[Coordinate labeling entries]

__________________________________________________

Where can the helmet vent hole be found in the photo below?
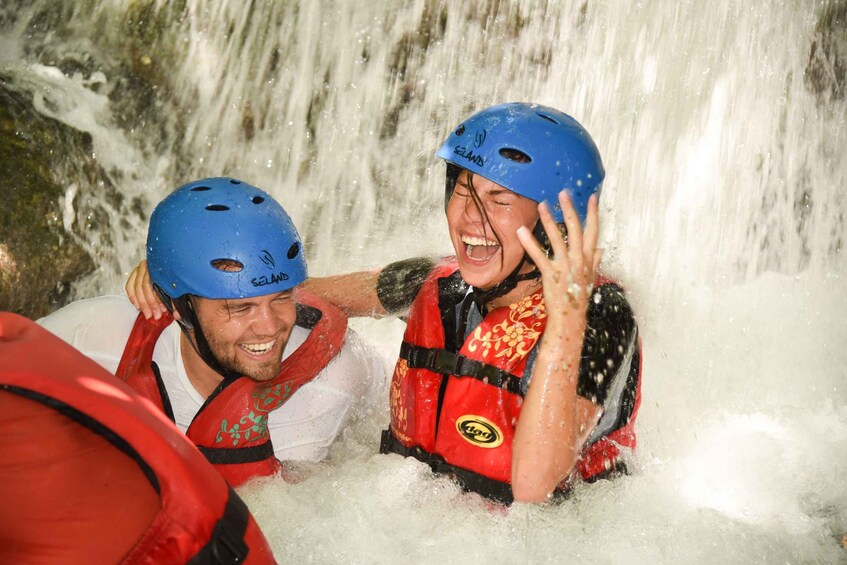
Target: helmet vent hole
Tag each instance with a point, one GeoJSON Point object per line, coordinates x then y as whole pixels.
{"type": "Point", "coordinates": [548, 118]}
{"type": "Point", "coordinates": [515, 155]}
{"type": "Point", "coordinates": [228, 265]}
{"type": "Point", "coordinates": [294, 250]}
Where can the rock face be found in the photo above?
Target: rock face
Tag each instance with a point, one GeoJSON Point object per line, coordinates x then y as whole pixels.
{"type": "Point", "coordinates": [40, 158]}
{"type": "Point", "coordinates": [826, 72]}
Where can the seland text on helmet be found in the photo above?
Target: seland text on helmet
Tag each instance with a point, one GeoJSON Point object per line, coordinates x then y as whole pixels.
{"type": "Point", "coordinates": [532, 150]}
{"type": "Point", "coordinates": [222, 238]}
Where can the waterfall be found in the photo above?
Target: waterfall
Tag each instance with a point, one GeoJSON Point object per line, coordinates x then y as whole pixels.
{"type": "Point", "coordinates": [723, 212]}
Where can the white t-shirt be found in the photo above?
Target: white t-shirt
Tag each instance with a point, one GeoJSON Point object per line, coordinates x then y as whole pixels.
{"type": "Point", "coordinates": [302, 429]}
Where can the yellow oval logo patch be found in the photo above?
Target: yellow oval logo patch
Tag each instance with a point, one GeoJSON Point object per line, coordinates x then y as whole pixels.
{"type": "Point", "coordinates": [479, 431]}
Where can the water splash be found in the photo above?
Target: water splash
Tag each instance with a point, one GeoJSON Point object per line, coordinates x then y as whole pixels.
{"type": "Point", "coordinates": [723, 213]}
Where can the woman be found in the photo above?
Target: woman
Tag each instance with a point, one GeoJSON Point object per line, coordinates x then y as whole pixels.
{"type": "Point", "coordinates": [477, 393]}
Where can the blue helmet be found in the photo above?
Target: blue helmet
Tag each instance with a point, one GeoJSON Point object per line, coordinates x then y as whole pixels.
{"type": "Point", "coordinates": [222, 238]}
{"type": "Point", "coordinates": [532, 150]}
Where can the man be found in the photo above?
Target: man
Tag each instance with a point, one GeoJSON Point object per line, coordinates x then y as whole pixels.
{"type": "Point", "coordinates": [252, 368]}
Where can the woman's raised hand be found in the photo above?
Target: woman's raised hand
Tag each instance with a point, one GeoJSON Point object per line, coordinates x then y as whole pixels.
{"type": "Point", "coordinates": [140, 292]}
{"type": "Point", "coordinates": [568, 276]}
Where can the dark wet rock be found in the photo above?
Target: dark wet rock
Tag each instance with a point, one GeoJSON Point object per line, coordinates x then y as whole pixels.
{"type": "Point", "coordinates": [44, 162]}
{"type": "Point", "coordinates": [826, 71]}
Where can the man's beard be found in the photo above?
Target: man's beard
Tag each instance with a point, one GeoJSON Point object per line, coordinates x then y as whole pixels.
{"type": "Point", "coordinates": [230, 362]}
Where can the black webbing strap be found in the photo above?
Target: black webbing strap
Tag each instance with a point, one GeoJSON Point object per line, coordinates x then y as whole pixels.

__________________________________________________

= Exercise details =
Render every line of the entries above as a numbered list, omitting blank lines and leaving out the picture.

= Task result =
1. Where can the helmet vent hole be found in the photo below?
2. Target: helmet vent hole
3. Tag each instance with a point, one GeoJSON Point object per line, coordinates x then y as whole pixels.
4. {"type": "Point", "coordinates": [548, 118]}
5. {"type": "Point", "coordinates": [515, 155]}
6. {"type": "Point", "coordinates": [228, 265]}
7. {"type": "Point", "coordinates": [294, 250]}
8. Where can the rock face be found in the photo above?
9. Target: rock face
10. Tag each instance with a point, one GeoJSON Point object per line, coordinates x then y as whole pixels.
11. {"type": "Point", "coordinates": [40, 158]}
12. {"type": "Point", "coordinates": [826, 72]}
13. Where can the seland text on helmet be found in the photo above?
14. Target: seland text on helmet
15. Tag each instance with a point, one GeoJSON Point object per line, coordinates x then y as whole pixels.
16. {"type": "Point", "coordinates": [532, 150]}
17. {"type": "Point", "coordinates": [222, 238]}
18. Where can the waterfall be found in the photo above?
19. Target: waterfall
20. Tag each instance with a point, one GeoJSON Point object per line, coordinates x then y as whole pixels.
21. {"type": "Point", "coordinates": [723, 212]}
22. Where can the white t-shirt be found in the photo above?
23. Target: white t-shirt
24. Tag each instance with a point, one GeoJSON Point object per line, coordinates x then y as whole pixels.
25. {"type": "Point", "coordinates": [302, 429]}
26. Where can the yellow oval logo patch be found in the photo above?
27. Target: yellow oval logo patch
28. Tag each instance with a point, one GeoJSON Point object per line, coordinates x then y as whole pixels.
29. {"type": "Point", "coordinates": [479, 431]}
30. Where can the water splash be found in the photo above?
31. Target: water splash
32. Tag each instance with a point, one GeoJSON Point object per line, coordinates x then y as whole pixels.
33. {"type": "Point", "coordinates": [723, 213]}
34. Where can the woman be found in the photo above?
35. Target: woman
36. Tag each instance with a point, one GeoJSON Point object per line, coordinates x then y as whole pixels.
37. {"type": "Point", "coordinates": [477, 393]}
38. Where can the blue helmet be found in the photo above?
39. Target: blue helmet
40. Tag each instance with a point, one GeoJSON Point object per line, coordinates x then y as whole pixels.
41. {"type": "Point", "coordinates": [222, 238]}
42. {"type": "Point", "coordinates": [532, 150]}
43. Where can the man be found in the photo above?
44. Target: man
45. Tag each instance with a point, one GeoJSON Point object per line, coordinates x then y as whole pixels.
46. {"type": "Point", "coordinates": [252, 368]}
47. Where can the woman's raised hand be found in the photo above?
48. Target: woman's raised hand
49. Tag each instance with a point, one GeoJSON Point object per line, coordinates x then y as whole pixels.
50. {"type": "Point", "coordinates": [140, 292]}
51. {"type": "Point", "coordinates": [568, 276]}
52. Where can the dark wet rock be found in the photo above?
53. Target: dark wet rock
54. Tag each instance with a point, one GeoJSON Point object per line, coordinates x then y as whole pixels.
55. {"type": "Point", "coordinates": [44, 162]}
56. {"type": "Point", "coordinates": [826, 71]}
57. Where can the man's beard be found in the photo above?
58. Target: man's beard
59. Tag each instance with a point, one GeoJSON Point object per line, coordinates x then y as whole pixels.
60. {"type": "Point", "coordinates": [230, 362]}
61. Where can the black webbing strap be found in the photo above?
62. Target: black webbing strap
63. Tag each instance with a point, one GeoJSON Point object per line, coordinates x then y as whole pixels.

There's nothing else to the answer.